## Exercise goal
Rewrite every row below, replacing each occurrence of "Put a dot on" with "Place a marker on" and leaving all other text unchanged.

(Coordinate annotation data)
- - - - -
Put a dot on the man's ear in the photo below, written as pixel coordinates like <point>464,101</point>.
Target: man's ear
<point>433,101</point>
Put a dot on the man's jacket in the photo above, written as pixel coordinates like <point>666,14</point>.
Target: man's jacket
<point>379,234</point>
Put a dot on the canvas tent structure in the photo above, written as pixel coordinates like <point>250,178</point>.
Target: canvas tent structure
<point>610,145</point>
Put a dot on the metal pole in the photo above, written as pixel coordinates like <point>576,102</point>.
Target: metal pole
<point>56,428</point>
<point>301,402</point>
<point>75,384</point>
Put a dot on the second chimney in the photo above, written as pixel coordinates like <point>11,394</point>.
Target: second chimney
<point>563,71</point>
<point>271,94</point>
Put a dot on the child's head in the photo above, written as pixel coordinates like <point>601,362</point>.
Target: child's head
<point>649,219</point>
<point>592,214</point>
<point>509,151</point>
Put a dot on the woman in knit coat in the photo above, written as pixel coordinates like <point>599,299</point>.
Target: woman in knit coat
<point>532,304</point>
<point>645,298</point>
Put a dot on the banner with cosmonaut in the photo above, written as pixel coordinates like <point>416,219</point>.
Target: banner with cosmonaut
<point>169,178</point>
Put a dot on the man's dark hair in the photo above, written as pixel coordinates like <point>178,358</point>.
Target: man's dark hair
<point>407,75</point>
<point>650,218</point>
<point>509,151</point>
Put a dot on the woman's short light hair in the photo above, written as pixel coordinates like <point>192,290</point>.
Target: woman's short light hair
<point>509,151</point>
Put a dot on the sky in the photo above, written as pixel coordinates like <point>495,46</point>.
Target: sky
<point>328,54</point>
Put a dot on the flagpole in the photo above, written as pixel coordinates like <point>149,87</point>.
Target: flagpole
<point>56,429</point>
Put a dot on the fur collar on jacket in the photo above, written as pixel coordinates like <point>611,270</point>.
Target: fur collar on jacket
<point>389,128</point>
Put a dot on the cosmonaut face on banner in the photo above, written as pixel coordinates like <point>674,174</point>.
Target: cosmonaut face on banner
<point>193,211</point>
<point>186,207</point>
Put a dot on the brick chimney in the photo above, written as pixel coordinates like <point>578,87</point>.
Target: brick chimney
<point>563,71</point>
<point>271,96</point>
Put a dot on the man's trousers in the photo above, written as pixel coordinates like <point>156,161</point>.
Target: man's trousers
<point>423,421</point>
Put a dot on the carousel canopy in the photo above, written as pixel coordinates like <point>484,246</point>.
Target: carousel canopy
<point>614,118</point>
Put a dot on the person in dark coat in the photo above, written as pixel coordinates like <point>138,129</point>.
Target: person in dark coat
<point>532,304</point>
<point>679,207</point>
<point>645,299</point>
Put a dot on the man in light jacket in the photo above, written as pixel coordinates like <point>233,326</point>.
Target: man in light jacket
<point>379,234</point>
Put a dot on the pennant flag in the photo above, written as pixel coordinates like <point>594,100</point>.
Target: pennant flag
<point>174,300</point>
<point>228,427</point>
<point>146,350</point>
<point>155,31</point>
- - - - -
## Task result
Place a marker on the man's ear in the photo below, written as pixel coordinates like <point>464,101</point>.
Target: man's ear
<point>433,101</point>
Place a marker on the man's jacket in the photo above, written as pixel coordinates like <point>666,14</point>.
Target: man's jacket
<point>379,234</point>
Place a marker on the canvas tent structure in the photo above, written as pixel coordinates like <point>250,178</point>.
Target: canvas tent structure
<point>610,145</point>
Place a marker on the metal pole in the photo above, written as pixel coordinates like <point>576,102</point>.
Target: metal pole
<point>56,428</point>
<point>301,402</point>
<point>75,384</point>
Place a marker on the second chimney in the photo above, written as pixel coordinates like <point>11,394</point>.
Target: second chimney
<point>563,71</point>
<point>271,94</point>
Place a marker on the child's head in the photo above, written as pixel coordinates like <point>601,362</point>.
Target: child's head
<point>649,219</point>
<point>592,214</point>
<point>509,151</point>
Place a marker on the woman in knit coat in the photo above, written as pixel coordinates like <point>599,299</point>.
Target: woman in knit coat
<point>532,304</point>
<point>645,298</point>
Place a marker on the banner with cosmonaut in the photo above, written as pixel coordinates like <point>416,219</point>.
Target: banner with cosmonaut
<point>169,178</point>
Place a marker on the man's dark hair in the photo above, written as pixel coordinates like <point>178,358</point>.
Target: man's dark hair
<point>407,75</point>
<point>650,218</point>
<point>509,151</point>
Place a marker on the woman's short light hair in the photo above, written as pixel coordinates like <point>192,290</point>.
Target: woman's short light hair
<point>509,151</point>
Place a marker on the sky in the photo above, written as pixel coordinates like <point>495,46</point>.
Target: sky
<point>328,54</point>
Place a marker on the flagpole in the photo above, written as pixel coordinates like <point>149,87</point>.
Target: flagpole
<point>56,429</point>
Place a marker on the fur collar on jacket in the photo above, written as pixel coordinates like <point>611,270</point>.
Target: fur collar on jacket
<point>389,128</point>
Place a marker on the cosmonaut face on banner in the photo above, written as pixel coordinates like <point>674,174</point>.
Target: cosmonaut face on banner
<point>193,211</point>
<point>186,207</point>
Place a marker on the brick chimney in the photo above, written as pixel coordinates like <point>578,87</point>.
Target: brick chimney
<point>563,71</point>
<point>271,96</point>
Place a marker on the man's trousers in the photo above, written as pixel coordinates like <point>156,161</point>.
Target: man's trousers
<point>423,421</point>
Place a marker on the carousel canopy in the photo above, written as pixel coordinates like <point>484,246</point>.
Target: carousel canopy
<point>614,118</point>
Place a marker on the person in dark coat in the photo above, written as pixel coordinates like <point>138,129</point>.
Target: person in dark coat
<point>532,304</point>
<point>679,207</point>
<point>645,299</point>
Place a marker on the man in light jacket in the photo above, written as pixel coordinates like <point>233,326</point>.
Target: man in light jacket
<point>379,234</point>
Place a marker on the pennant flag in the photo above, written as pixel coordinates like <point>594,100</point>.
Target: pennant flag
<point>174,300</point>
<point>228,427</point>
<point>146,350</point>
<point>155,31</point>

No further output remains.